Input data: Begin

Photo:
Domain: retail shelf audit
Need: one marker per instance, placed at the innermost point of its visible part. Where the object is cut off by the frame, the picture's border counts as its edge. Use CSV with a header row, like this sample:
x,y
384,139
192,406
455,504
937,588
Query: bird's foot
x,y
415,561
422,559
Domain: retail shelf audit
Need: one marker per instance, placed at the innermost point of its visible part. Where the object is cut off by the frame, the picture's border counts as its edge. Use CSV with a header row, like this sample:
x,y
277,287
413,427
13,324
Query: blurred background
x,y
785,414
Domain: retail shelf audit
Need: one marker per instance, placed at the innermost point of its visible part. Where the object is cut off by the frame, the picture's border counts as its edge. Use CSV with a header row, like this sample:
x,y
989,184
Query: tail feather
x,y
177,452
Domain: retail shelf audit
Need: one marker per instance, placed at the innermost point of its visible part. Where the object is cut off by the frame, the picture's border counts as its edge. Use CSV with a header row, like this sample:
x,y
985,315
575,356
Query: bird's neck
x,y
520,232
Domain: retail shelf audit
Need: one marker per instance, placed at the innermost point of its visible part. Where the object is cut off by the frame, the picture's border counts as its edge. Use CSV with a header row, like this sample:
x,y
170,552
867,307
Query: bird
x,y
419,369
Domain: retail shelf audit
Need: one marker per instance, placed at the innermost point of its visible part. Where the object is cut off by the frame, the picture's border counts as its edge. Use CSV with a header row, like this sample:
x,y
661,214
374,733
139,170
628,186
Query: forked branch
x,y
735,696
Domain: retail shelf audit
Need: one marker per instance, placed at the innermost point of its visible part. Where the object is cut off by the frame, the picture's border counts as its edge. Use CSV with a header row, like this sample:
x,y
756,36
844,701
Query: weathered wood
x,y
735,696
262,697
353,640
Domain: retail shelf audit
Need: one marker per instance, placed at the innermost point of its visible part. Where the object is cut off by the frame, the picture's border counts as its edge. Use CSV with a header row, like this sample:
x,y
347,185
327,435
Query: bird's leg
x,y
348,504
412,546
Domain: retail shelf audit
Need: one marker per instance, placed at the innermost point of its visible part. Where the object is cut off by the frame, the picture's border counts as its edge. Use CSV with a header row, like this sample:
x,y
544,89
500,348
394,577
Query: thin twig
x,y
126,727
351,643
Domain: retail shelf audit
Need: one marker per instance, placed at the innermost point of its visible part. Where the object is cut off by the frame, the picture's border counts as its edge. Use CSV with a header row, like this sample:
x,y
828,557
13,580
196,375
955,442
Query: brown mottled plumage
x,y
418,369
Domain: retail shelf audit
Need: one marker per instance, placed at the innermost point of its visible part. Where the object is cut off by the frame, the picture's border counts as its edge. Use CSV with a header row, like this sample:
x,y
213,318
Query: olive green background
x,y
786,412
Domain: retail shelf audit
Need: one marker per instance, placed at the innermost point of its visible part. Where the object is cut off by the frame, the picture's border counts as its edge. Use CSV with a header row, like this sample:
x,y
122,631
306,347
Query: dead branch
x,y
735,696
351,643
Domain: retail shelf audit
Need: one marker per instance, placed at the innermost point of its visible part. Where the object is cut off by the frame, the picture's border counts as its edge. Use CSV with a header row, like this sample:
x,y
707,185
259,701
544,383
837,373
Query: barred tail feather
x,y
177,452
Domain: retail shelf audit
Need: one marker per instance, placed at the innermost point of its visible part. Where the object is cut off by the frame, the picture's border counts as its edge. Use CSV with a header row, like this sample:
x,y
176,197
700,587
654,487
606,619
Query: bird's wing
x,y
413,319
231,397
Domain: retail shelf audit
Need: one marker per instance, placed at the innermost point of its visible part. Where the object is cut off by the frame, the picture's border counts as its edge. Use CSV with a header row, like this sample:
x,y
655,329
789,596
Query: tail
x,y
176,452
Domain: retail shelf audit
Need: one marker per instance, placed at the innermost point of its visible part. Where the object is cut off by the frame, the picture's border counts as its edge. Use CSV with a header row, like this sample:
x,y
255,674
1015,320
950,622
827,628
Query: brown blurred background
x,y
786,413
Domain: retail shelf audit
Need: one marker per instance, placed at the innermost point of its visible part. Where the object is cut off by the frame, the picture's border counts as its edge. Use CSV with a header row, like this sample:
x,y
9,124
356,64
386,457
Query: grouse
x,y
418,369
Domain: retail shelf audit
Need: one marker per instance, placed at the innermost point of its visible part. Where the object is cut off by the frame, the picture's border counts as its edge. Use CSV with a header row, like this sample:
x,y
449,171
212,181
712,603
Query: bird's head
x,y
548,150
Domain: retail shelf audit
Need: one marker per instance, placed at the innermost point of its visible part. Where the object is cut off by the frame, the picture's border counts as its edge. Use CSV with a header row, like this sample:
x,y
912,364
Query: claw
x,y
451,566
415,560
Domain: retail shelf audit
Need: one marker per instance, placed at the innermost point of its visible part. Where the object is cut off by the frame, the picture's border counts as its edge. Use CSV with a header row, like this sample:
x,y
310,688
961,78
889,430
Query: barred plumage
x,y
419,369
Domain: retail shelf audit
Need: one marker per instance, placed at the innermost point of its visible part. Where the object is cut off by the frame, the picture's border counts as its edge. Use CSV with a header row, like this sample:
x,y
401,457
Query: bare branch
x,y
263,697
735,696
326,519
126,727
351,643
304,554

Input data: End

Instructions to follow »
Every record, from top to bottom, must be transcribed exactly.

Exercise response »
Photo:
Domain: retail shelf audit
Need: one marker per instance, placed at the innermost point of its visible part. Where the object is cut off by the frame, the picture's border counts as its edge. Use CSV with a header row, like this sample:
x,y
384,139
192,406
455,504
937,588
Query: bird's foot
x,y
415,561
422,559
Domain: retail shelf audit
Need: one marker per instance, placed at the innermost point of its visible part. Where the object is cut off by the frame, the picture's border counts as its edge. Use CSV with a header row, like this sample:
x,y
277,287
413,427
13,324
Query: blurred background
x,y
785,414
Domain: retail shelf audit
Need: one marker per instance, placed at the innermost point of its visible part. Where the object is cut off by the frame, the picture's border counts as its edge. Use CSV with a header row, like this sample:
x,y
989,184
Query: tail feather
x,y
177,452
Domain: retail shelf audit
Need: one marker per instance, placed at the innermost point of its visible part. Where the object is cut off by the frame, the picture's border counts as its edge. Use CSV with a header row, like this sample:
x,y
985,315
575,356
Query: bird's neck
x,y
520,232
Domain: retail shelf audit
Need: one marker per instance, placed at the innermost point of its visible part. Where the object is cut off by the frame, the picture's border counts as its edge. Use CSV with a header row, like this sample:
x,y
170,552
867,307
Query: bird
x,y
419,369
Domain: retail shelf audit
Need: one marker per instance, placed at the innermost point of its visible part. Where the object is cut off by the frame, the picture's border counts as its edge. Use CSV with a header row, like this sample:
x,y
661,214
374,733
139,170
628,186
Query: forked branch
x,y
735,696
Domain: retail shelf audit
Need: one marker per instance, placed at the innermost point of its visible part. Where the object is cut off by the frame, the picture's border counts as its edge. Use CSV with a header row, like this sample:
x,y
756,36
844,701
Query: weathered wood
x,y
735,696
262,697
353,640
Domain: retail shelf audit
Need: one marker per instance, placed at the innermost point of its visible part. Where the object is cut off by the frame, the picture's border counts as its edge. Use CSV with a header row, like this sample:
x,y
347,185
327,435
Query: bird's leg
x,y
348,504
412,546
Domain: retail shelf audit
Need: one marker per instance, placed at the innermost point of its visible part. Where the object is cut off by the frame, the picture's border counts as its edge. Use CSV with a header row, like this sample:
x,y
544,89
500,348
394,577
Query: thin twig
x,y
126,727
351,643
Domain: retail shelf audit
Need: one marker per instance, placed at the innermost point of its visible part. Where the object is cut off by the frame, the picture's border counts as its edge. Use CSV with a header row, like this sample:
x,y
828,557
13,580
196,375
955,442
Query: brown mottled plumage
x,y
418,369
Domain: retail shelf audit
Need: one marker per instance, placed at the innermost point of its visible part. Where the object is cut off by the frame, the picture's border counts as its edge. Use CSV with a header row, like this sample:
x,y
213,318
Query: olive green background
x,y
786,412
Domain: retail shelf audit
Need: one marker per instance, placed at the innermost point of its visible part. Where the object is cut off by the frame, the picture's border counts as its edge. Use CSV with a header row, like this sample:
x,y
122,631
306,347
Query: dead branch
x,y
735,696
351,643
Domain: retail shelf audit
Need: one marker per instance, placed at the innermost point of its visible part. Where the object is cut off by the frame, the picture's border counts as its edge. Use CSV with a header row, like this sample:
x,y
707,185
259,701
544,383
837,373
Query: barred tail feather
x,y
177,452
Domain: retail shelf audit
Need: one marker per instance, placed at the innermost point of its visible part. Where the object is cut off by the frame, the picture's border counts as its edge. Use CSV with a header row, like this sample:
x,y
176,197
700,587
654,487
606,619
Query: bird's wing
x,y
413,319
231,397
Domain: retail shelf audit
Need: one marker per instance, placed at the innermost point of its visible part. Where the object is cut off by the frame, the picture's border counts as its edge. Use CSV with a header row, like this sample:
x,y
655,329
789,596
Query: tail
x,y
176,452
Domain: retail shelf audit
Need: one marker per instance, placed at the innermost point of its visible part. Where the object is cut off by the frame, the picture's border counts as its edge. Use CSV with a header row, like this sample:
x,y
255,674
1015,320
950,622
827,628
Query: brown blurred background
x,y
786,413
Domain: retail shelf audit
Need: one marker per instance, placed at the innermost point of its visible part. Where the object is cut off by the frame, the picture's border counts as its edge. Use CSV with a header row, like this sample:
x,y
9,124
356,64
386,457
Query: grouse
x,y
418,369
Domain: retail shelf audit
Need: one marker per instance, placed at the innermost point of its visible part. Where the object is cut off by the frame, the picture's border counts as its edge. Use CSV with a header row, like this sample:
x,y
449,171
212,181
712,603
Query: bird's head
x,y
548,150
Domain: retail shelf audit
Need: one marker per instance, placed at the innermost point of its visible part. Where the object is cut off by the frame, the picture's border counts as its edge. Use CSV with a header row, like this sample:
x,y
912,364
Query: claw
x,y
451,566
415,560
Domain: retail shelf audit
Need: one marker per instance, placed at the innermost point of its visible part. Where the object is cut off by the frame, the picture's border counts as its edge. Use CSV with a header row, like this sample:
x,y
310,688
961,78
889,430
Query: barred plumage
x,y
419,369
Domain: retail shelf audit
Need: one marker per instance, placed at the innermost point of its visible part. Where the object is cut off by the frame, the picture's border counts as its edge. Use CSV with a header row, like this sample:
x,y
401,457
Query: bare branch
x,y
263,697
735,696
326,519
126,727
351,643
304,554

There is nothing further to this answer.